Request for Comments

At this point in time we have provisionally agreed on the primary APIs to connect and interoperate the Stemweb and StemmaWeb solutions. We present in this white paper the proposed protocol and data formats that will allow the interconnection of these two solutions. We have striven to keep this protocol for interoperability lightweight, extensible and open so that any developer, researcher, or contributor may scrutinize, comment and suggest changes and enhancements to this protocol.

Description of the proposed framework

The protocol proposed is based on the idea of microservices. These are very small web services, with a RESTlike API as far as possible. The API normally uses JSON as its means of exchange and communication between server and client. Microservices have been defined in the context of the Interedition project (http://interedition.eu/wiki/index.php/About_microservices). Individual microservices may be combined in various ways to drive the functionality of multiple web applications. The interoperability of Stemweb and Stemmaweb follows this model as depicted in Figure 1.

Figure 1: Microservices architecture

Figure 1: Microservices architecture

In this instance the Stemmaweb visualisation service will be a client of the microservice interface provided by Stemweb, sending collation data and receiving one or more stemmatic tree hypotheses in return. The aim is nevertheless to define an API whose ‘server’ functions can be implemented by any other microservice that provides a stemmatological algorithm, and the ‘client’ functions can be implemented by any consumer of such an algorithm.

Server-side API

  • Discovery: The server must provide a discovery resource, e.g.

  GET /algorithms/available

which will return a JSON response that lists the stemmatology algorithms available on the server, along with descriptions for display in a user interface and option parameters that are required or recommended for their use. The response takes the following form:

[ { model: argument
    pk: <ID in server database>
    value: <argument value’s type, see below>
    verbose_name: <human readable name of the argument>
    description: <longer description of argument’s behaviour>
  { model: argument
  { model: algorithm
    pk: <ID in server database>
    name: <human readable name>
    desc: <longer description of the algorithm>
    url: <link to original article, if available>
    args: [<list of argument pk’s for input arguments>]
  { model: algorithm

Valid argument values at present are:  positive_integer, integer, boolean, input_file, float and String.

  • Request: The server must implement an address to listen for incoming requests, e.g.

GIVEN INFORMATION
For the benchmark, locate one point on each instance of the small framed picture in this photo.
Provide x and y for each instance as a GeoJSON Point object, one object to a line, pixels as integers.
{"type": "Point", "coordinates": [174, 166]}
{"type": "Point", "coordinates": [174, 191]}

WRITTEN TASKS
a: List every valid argument value type that the white paper excerpt names.
b: Quote the white paper excerpt from "In this instance" up to and including "discovery resource, e.g.".
The data after the white paper excerpt is separate from it.

ANSWERS FOR THE EXERCISE
a: positive_integer, integer, boolean, input_file, float, String

b:
In this instance the Stemmaweb visualisation service will be a client of the microservice interface provided by Stemweb, sending collation data and receiving one or more stemmatic tree hypotheses in return. The aim is nevertheless to define an API whose ‘server’ functions can be implemented by any other microservice that provides a stemmatological algorithm, and the ‘client’ functions can be implemented by any consumer of such an algorithm.

Server-side API

  • Discovery: The server must provide a discovery resource, e.g.